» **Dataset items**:
|---|
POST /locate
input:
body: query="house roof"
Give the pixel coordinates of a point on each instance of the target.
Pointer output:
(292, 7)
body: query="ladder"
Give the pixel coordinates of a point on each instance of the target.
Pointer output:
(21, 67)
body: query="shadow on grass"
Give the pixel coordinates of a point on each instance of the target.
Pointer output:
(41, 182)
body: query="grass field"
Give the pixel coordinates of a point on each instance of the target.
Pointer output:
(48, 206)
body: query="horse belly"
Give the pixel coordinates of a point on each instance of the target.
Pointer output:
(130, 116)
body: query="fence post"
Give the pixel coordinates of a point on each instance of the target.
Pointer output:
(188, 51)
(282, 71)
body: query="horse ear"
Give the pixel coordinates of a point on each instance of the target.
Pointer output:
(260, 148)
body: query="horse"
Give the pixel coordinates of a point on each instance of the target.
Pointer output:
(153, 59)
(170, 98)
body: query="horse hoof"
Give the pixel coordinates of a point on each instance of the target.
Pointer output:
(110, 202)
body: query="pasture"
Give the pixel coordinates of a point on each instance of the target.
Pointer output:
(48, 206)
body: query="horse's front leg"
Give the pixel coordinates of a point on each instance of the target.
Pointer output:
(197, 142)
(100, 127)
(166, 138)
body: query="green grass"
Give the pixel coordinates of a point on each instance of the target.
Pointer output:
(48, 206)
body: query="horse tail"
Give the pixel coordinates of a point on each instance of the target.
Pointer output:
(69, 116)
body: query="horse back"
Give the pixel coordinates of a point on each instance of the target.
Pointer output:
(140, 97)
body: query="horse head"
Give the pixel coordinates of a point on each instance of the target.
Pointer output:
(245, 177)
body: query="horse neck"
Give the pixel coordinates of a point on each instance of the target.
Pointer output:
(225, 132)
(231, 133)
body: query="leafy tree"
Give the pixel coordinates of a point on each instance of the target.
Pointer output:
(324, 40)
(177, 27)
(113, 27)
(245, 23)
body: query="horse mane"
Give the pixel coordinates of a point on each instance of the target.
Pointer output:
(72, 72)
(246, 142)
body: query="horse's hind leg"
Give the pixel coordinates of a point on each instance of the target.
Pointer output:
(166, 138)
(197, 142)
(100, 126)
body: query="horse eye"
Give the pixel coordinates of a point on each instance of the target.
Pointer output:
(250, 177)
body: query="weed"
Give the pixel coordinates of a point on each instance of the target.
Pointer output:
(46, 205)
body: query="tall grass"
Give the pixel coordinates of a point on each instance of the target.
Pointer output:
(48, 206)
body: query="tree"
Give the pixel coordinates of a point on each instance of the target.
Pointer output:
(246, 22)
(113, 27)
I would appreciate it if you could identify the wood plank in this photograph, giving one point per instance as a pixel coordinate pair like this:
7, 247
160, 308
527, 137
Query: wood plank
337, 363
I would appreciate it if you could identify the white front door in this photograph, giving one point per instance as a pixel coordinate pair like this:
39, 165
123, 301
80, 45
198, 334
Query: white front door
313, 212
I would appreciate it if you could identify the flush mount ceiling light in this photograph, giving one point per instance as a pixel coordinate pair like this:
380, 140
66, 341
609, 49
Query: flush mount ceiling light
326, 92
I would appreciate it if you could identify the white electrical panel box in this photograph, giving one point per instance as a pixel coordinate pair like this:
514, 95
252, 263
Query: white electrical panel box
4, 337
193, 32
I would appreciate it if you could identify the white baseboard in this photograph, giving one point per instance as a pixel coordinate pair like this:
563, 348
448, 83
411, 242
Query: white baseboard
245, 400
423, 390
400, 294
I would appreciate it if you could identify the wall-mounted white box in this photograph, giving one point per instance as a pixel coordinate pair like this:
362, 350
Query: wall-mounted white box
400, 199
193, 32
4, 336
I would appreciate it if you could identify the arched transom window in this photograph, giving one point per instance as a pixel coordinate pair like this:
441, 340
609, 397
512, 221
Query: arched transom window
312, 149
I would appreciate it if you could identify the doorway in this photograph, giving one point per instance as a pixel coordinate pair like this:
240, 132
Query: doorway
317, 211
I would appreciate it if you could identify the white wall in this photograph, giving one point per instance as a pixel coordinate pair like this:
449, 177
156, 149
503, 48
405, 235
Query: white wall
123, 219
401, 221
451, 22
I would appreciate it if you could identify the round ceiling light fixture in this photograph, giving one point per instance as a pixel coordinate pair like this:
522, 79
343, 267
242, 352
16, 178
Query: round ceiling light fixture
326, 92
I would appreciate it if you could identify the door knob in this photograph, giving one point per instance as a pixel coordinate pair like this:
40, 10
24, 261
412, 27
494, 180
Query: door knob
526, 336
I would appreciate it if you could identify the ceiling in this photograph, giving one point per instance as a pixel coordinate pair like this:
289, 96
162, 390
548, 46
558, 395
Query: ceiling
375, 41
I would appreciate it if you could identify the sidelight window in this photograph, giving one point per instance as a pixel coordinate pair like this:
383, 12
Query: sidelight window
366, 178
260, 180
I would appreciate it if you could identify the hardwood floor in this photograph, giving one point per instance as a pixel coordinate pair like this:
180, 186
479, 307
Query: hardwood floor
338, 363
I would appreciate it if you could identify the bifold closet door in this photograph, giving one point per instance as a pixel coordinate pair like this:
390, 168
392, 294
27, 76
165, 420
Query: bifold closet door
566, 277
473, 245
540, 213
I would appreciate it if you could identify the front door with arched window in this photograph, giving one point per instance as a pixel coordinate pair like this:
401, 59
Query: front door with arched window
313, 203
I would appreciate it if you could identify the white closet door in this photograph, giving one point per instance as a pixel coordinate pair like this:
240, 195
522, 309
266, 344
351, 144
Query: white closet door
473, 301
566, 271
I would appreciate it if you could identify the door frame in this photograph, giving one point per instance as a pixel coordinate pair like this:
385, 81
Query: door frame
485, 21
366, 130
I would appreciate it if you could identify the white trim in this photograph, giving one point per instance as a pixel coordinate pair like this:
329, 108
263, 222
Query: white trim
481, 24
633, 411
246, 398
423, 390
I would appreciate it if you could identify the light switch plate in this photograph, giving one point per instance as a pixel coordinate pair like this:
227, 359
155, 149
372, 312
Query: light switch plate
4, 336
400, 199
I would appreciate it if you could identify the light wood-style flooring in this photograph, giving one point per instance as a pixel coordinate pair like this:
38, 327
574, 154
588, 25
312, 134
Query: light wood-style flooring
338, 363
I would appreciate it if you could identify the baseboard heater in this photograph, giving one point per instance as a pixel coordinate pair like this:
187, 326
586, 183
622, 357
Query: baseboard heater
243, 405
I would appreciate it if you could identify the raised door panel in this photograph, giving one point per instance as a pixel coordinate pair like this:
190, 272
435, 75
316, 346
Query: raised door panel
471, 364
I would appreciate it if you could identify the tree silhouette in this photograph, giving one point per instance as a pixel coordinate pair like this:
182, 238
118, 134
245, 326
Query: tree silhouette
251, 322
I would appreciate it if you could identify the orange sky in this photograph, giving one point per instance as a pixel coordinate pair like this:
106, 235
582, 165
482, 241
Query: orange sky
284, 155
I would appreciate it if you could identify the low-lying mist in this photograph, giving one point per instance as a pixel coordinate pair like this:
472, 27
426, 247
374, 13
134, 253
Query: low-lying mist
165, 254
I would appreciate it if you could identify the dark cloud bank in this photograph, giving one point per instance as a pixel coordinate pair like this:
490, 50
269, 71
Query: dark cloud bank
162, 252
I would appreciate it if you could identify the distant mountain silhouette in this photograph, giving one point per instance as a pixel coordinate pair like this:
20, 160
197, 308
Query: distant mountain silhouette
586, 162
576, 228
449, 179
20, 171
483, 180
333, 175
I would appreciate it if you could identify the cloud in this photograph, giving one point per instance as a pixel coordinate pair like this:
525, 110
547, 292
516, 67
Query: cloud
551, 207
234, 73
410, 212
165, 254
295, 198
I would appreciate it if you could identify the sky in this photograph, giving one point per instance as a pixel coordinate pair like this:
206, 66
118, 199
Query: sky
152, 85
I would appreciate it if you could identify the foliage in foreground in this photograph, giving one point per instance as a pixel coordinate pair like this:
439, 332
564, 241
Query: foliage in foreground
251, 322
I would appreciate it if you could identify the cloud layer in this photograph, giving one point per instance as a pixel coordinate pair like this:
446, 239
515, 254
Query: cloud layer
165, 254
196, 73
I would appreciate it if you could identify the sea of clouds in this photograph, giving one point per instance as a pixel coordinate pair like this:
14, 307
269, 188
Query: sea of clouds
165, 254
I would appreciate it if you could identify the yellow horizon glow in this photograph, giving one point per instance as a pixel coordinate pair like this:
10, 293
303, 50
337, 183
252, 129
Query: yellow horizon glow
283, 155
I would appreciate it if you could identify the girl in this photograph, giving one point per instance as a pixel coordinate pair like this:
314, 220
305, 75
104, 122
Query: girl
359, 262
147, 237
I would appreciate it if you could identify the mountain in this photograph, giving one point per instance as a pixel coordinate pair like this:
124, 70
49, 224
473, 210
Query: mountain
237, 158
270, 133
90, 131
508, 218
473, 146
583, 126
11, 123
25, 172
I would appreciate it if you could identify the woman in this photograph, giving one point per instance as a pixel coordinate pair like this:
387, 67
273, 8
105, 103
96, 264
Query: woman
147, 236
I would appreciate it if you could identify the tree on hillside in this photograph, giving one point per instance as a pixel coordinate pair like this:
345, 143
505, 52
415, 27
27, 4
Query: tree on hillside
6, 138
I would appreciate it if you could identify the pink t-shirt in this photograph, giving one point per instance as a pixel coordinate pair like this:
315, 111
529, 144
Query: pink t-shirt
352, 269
|---|
» **EXERCISE**: Lines from the one containing "I would appreciate it if you could identify the pink" to the last line above, both included: copy these exactly and write nothing else.

» **RESULT BELOW**:
I would appreciate it if you could identify the pink t-shirt in this photograph, giving one point per instance as a pixel coordinate pair like this:
315, 111
529, 144
Query: pink t-shirt
352, 269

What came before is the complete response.